### Extract
──────────────────────────────

UNITED STATES DISTRICT COURT SOUTHERN DISTRICT OF NEW YORK
Jan 14, 2021
1:19-cv-07163-MKV (S.D.N.Y. Jan. 14, 2021)

Opinion

1:19-cv-07163-MKV

01-14-2021

JOSE GUZMAN, Plaintiff, v. WILLIAM BARR, in his capacity as Attorney General of the United States, Defendant.


OPINION AND ORDER GRANTING MOTION TO DISMISS

:

Pro se Plaintiff Jose Guzman filed this action seeking a declaration that he is not removable pursuant to several provisions of the federal Immigration and Naturalization Act ("INA"). In subsequent filings, Mr. Guzman has also sought an order declaring him a citizen of the United States, or otherwise ordering the United States Citizenship and Immigration Services ("USCIS") to proceed with his application for naturalization notwithstanding pending removal proceedings. The Government opposes Plaintiff's requests and moved to dismiss Plaintiff's complaint for lack of subject matter jurisdiction and failure to state a claim. For the reasons stated herein, Defendant's Motion to Dismiss is GRANTED.

BACKGROUND

For the purposes to Defendant's motion to dismiss, the facts are drawn from Plaintiff's Amended Complaint and are assumed to be true.

──────────────────────────────

### Material
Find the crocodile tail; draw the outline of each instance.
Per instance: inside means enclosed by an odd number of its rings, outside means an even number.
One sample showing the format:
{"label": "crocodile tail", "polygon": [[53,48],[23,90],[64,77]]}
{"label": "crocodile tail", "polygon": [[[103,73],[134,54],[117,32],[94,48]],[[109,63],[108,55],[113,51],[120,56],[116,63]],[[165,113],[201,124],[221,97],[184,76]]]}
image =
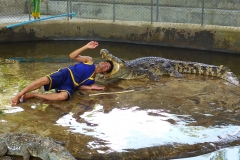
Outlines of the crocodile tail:
{"label": "crocodile tail", "polygon": [[214,66],[196,62],[178,61],[178,63],[175,64],[175,69],[180,73],[192,73],[219,77],[236,86],[239,86],[239,80],[237,76],[230,72],[230,69],[228,67],[223,65]]}

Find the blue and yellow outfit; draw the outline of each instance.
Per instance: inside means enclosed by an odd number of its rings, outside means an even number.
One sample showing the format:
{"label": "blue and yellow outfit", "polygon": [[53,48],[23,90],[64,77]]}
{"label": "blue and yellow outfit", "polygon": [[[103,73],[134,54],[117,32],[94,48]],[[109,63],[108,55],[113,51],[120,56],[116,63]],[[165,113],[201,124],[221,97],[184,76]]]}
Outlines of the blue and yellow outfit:
{"label": "blue and yellow outfit", "polygon": [[73,66],[59,69],[47,75],[49,85],[45,85],[45,91],[55,89],[57,93],[67,92],[68,98],[73,91],[81,85],[92,85],[95,82],[95,65],[80,62]]}

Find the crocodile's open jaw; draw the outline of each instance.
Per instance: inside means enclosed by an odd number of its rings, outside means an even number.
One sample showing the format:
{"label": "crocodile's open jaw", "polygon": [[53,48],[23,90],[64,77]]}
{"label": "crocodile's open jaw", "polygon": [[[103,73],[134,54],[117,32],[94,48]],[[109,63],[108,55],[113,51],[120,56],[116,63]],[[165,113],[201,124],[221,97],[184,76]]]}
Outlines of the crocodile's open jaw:
{"label": "crocodile's open jaw", "polygon": [[109,60],[109,61],[113,62],[112,71],[110,73],[104,74],[104,78],[108,78],[111,75],[117,73],[120,69],[121,60],[119,58],[113,56],[112,54],[110,54],[107,49],[101,49],[100,54],[102,55],[102,59],[106,59],[106,60]]}

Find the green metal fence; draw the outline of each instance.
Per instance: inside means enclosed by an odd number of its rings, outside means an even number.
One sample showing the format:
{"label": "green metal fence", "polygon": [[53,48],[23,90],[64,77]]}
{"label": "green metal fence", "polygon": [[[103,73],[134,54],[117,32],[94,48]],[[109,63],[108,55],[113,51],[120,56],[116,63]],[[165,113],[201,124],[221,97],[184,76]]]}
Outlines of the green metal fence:
{"label": "green metal fence", "polygon": [[[76,13],[58,19],[188,23],[240,26],[240,1],[231,0],[45,0],[41,18]],[[1,0],[0,22],[33,20],[31,0]]]}

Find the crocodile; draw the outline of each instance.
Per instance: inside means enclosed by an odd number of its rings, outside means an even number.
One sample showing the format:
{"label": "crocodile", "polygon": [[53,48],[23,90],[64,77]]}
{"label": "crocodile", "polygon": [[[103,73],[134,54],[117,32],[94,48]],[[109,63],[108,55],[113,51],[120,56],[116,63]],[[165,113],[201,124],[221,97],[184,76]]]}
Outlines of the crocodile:
{"label": "crocodile", "polygon": [[76,160],[62,145],[50,137],[42,137],[31,133],[0,134],[0,159],[4,155],[30,156],[44,160]]}
{"label": "crocodile", "polygon": [[103,59],[113,62],[112,71],[104,74],[102,76],[104,79],[149,78],[152,81],[159,81],[160,75],[183,78],[182,73],[191,73],[219,77],[239,86],[237,76],[230,72],[228,67],[223,65],[215,66],[198,62],[171,60],[162,57],[142,57],[125,62],[112,55],[107,49],[101,49],[100,54]]}

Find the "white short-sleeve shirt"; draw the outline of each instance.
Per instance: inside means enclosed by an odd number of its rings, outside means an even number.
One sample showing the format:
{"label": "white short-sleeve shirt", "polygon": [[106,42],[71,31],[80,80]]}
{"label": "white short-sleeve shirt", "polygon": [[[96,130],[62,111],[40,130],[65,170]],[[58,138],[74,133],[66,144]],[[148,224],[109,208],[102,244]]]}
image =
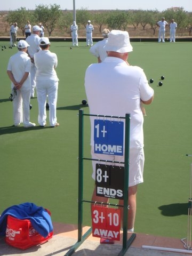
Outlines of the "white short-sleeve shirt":
{"label": "white short-sleeve shirt", "polygon": [[36,80],[58,80],[55,70],[58,65],[55,53],[51,52],[49,50],[39,51],[34,54],[34,63],[37,68]]}
{"label": "white short-sleeve shirt", "polygon": [[[11,71],[15,81],[20,82],[25,72],[30,73],[31,63],[28,54],[23,51],[18,51],[10,58],[7,70]],[[30,74],[22,86],[22,89],[30,88],[31,81]],[[12,83],[12,87],[14,87]]]}
{"label": "white short-sleeve shirt", "polygon": [[28,36],[26,39],[26,41],[29,45],[28,52],[31,58],[34,57],[35,53],[41,50],[39,46],[40,39],[41,37],[35,34],[31,34],[30,36]]}
{"label": "white short-sleeve shirt", "polygon": [[[87,68],[85,86],[90,114],[125,117],[130,113],[130,148],[143,147],[143,116],[140,100],[149,100],[154,94],[143,70],[128,66],[121,59],[107,57],[103,62]],[[94,118],[90,117],[92,146]]]}

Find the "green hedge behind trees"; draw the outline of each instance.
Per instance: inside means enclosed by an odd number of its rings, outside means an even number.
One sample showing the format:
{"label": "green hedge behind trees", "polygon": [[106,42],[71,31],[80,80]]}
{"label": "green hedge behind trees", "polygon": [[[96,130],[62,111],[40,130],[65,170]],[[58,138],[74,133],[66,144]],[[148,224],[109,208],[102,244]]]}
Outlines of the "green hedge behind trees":
{"label": "green hedge behind trees", "polygon": [[[84,30],[87,21],[91,20],[100,33],[104,27],[110,30],[126,30],[131,26],[137,30],[139,26],[143,30],[147,27],[149,28],[153,35],[155,35],[157,28],[156,23],[162,17],[164,17],[168,22],[174,19],[180,31],[187,31],[187,35],[191,35],[192,12],[186,12],[182,7],[170,8],[163,12],[159,12],[157,10],[89,11],[86,9],[82,9],[76,10],[76,22],[79,31]],[[60,6],[56,4],[50,5],[40,4],[36,6],[35,10],[26,10],[21,7],[15,11],[7,11],[3,19],[6,29],[13,22],[17,22],[23,36],[24,27],[27,20],[29,20],[31,24],[38,24],[41,22],[49,36],[53,34],[54,36],[60,36],[61,35],[70,36],[70,27],[73,23],[74,12],[73,10],[61,10]]]}

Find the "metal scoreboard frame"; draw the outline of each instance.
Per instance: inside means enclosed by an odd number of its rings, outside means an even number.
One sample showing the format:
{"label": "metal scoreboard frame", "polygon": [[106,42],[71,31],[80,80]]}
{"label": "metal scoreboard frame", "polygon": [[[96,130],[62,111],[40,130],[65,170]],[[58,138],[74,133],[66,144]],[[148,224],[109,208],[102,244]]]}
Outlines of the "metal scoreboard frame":
{"label": "metal scoreboard frame", "polygon": [[94,120],[94,151],[95,154],[123,156],[124,122],[95,118]]}
{"label": "metal scoreboard frame", "polygon": [[[124,164],[124,203],[123,205],[119,205],[117,204],[108,204],[108,203],[103,203],[102,202],[97,202],[97,205],[108,205],[110,206],[115,206],[115,207],[123,207],[123,244],[122,248],[121,251],[119,252],[118,256],[123,256],[125,254],[126,251],[129,247],[131,245],[132,243],[133,242],[134,239],[136,237],[136,234],[133,233],[130,238],[127,239],[127,215],[128,215],[128,182],[129,181],[129,147],[130,147],[130,114],[126,114],[125,117],[119,117],[119,116],[103,116],[99,115],[92,115],[92,114],[84,114],[83,109],[79,109],[79,145],[78,145],[78,240],[77,242],[71,246],[69,250],[65,254],[65,256],[70,256],[72,255],[75,252],[75,250],[83,243],[83,242],[90,235],[92,232],[92,228],[91,227],[83,235],[83,203],[90,203],[93,205],[95,204],[95,202],[85,200],[83,198],[83,162],[85,160],[90,160],[91,161],[99,161],[99,163],[103,162],[106,163],[111,163],[113,165],[114,164],[119,164],[119,163],[116,161],[111,161],[108,160],[103,159],[92,159],[90,158],[86,158],[84,157],[84,152],[83,152],[83,125],[84,125],[84,117],[85,116],[95,116],[99,118],[103,118],[103,121],[106,121],[106,118],[109,118],[111,120],[112,118],[117,118],[117,119],[125,119],[125,131],[124,132],[124,162],[121,162],[121,164]],[[110,121],[111,122],[111,121]],[[105,130],[104,130],[105,131]],[[112,148],[112,153],[114,153],[115,149],[115,147],[111,147],[110,150]],[[106,149],[105,148],[105,150]],[[118,148],[119,149],[119,148]],[[105,151],[105,150],[103,150]],[[116,150],[117,151],[117,150]],[[120,150],[121,151],[121,150]],[[111,153],[110,151],[110,153]],[[117,153],[119,153],[119,150],[117,150]],[[103,153],[103,157],[105,157],[105,154],[106,153]],[[105,179],[105,178],[104,178]],[[102,212],[101,212],[103,214]],[[99,211],[95,211],[94,215],[94,220],[96,222],[98,219]],[[110,213],[109,215],[107,214],[106,214],[107,217],[115,217],[114,220],[117,220],[117,217],[118,217],[118,214],[117,213],[114,213],[114,214],[112,214],[112,213]],[[100,217],[99,215],[99,217]],[[113,221],[112,224],[113,226],[116,226],[117,225],[117,221]],[[106,230],[104,230],[105,232],[106,232]],[[113,234],[114,236],[116,236],[117,238],[117,233],[114,233],[112,230],[108,230],[107,229],[108,234],[107,234],[108,237],[109,235],[111,235],[111,237]],[[99,230],[98,229],[95,229],[94,233],[95,235],[99,234]],[[101,234],[100,234],[99,235]]]}

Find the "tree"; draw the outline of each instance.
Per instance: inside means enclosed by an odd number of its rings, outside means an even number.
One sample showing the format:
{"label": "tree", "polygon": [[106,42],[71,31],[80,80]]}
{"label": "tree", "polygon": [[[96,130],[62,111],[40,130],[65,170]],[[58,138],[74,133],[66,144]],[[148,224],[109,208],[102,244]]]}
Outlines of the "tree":
{"label": "tree", "polygon": [[31,11],[27,11],[25,7],[21,7],[15,11],[10,11],[6,20],[10,25],[12,23],[17,22],[18,28],[22,30],[24,36],[25,25],[27,20],[33,20],[33,14]]}
{"label": "tree", "polygon": [[130,13],[130,20],[131,25],[133,25],[134,29],[138,28],[140,22],[140,16],[138,15],[138,11],[133,11]]}
{"label": "tree", "polygon": [[177,22],[178,27],[180,28],[183,26],[187,18],[186,12],[182,7],[167,9],[164,11],[164,15],[167,21],[170,22],[173,19]]}
{"label": "tree", "polygon": [[141,10],[140,11],[140,24],[143,30],[147,24],[149,23],[149,21],[151,17],[151,13],[149,11]]}
{"label": "tree", "polygon": [[153,34],[154,35],[157,28],[157,22],[160,20],[162,15],[159,14],[159,12],[157,10],[155,11],[149,11],[149,12],[150,15],[149,17],[149,24],[150,26],[151,29],[153,30]]}
{"label": "tree", "polygon": [[187,14],[187,18],[185,21],[185,28],[189,32],[189,36],[191,36],[192,31],[192,12]]}
{"label": "tree", "polygon": [[61,33],[66,32],[70,35],[70,26],[73,21],[73,13],[71,11],[65,11],[58,21],[58,26]]}
{"label": "tree", "polygon": [[82,9],[76,10],[76,20],[79,24],[82,24],[85,28],[87,20],[92,19],[92,13],[90,13],[86,9]]}
{"label": "tree", "polygon": [[107,19],[107,23],[111,29],[121,29],[127,19],[127,14],[125,11],[116,10],[110,13]]}
{"label": "tree", "polygon": [[60,6],[56,4],[48,5],[40,4],[36,5],[34,17],[36,22],[42,22],[43,26],[46,28],[49,36],[57,27],[59,19],[62,15],[62,11],[59,10]]}

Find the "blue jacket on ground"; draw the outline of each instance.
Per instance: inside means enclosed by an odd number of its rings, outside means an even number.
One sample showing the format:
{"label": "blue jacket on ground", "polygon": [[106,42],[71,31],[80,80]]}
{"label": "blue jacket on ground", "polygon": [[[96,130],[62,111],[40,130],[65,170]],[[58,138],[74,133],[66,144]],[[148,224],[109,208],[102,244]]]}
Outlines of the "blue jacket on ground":
{"label": "blue jacket on ground", "polygon": [[44,237],[53,231],[51,217],[45,209],[33,203],[24,203],[9,207],[2,212],[0,217],[1,236],[5,235],[8,215],[20,220],[29,220],[34,229]]}

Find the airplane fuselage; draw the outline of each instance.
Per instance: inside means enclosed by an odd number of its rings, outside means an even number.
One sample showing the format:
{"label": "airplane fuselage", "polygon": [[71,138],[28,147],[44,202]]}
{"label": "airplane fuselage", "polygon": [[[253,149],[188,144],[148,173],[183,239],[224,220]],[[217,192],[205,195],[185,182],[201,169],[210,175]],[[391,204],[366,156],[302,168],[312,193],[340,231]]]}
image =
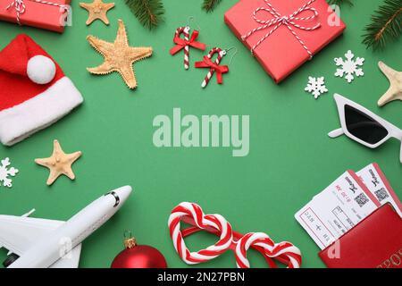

──────────────────────────────

### Set problem A
The court opinion sets out its background facts from Mr. Guzman's Amended Complaint and treats them as true. What reason does the opinion itself give for this, in one to three sentences?
### Set problem B
Continue the court opinion from its last sentence.

### Output A
The court is ruling on the Government's motion to dismiss. For the purposes of that motion, the facts come from the Amended Complaint and are assumed to be true.

### Output B
In addition to Plaintiff's initial Complaint in this action [ECF No. 1], Plaintiff has also filed a "Brief Statement in Support of Plaintiff [sic] Complaint," which takes the form of a pleading and includes sections regarding the parties, jurisdiction and venue, and a prayer for relief. See ECF No. 16. This document appears to include all the information contained in Plaintiff's initial complaint, with the sole exception of an affirmation from Mr. Guzman that was attached to the initial pleading. Consistent with the liberal construction of pro se filings, see infra at XX, the Court will construe the "Brief Statement" as an Amended Complaint and refers to it as such in this Opinion.

Pro se Plaintiff Jose Guzman is a lawful permanent resident of the United States and a national of the Dominican Republic. Amended Complaint, ECF No. 16, at 1 ¶ 1, 2 ¶ 2. Sometime after being admitted into the United States in 1974, the Plaintiff applied for naturalization as a United States citizen. Amended Complaint at 2 ¶ 2-3. At some point thereafter, Plaintiff was interviewed for naturalization and claims to have "met all the requirements" to become a United States citizen. Amended Complaint at 3 ¶ 5.

The Court includes page numbers in addition to paragraph numbers only to the extent the Amended Complaint reuses paragraph number 1-4.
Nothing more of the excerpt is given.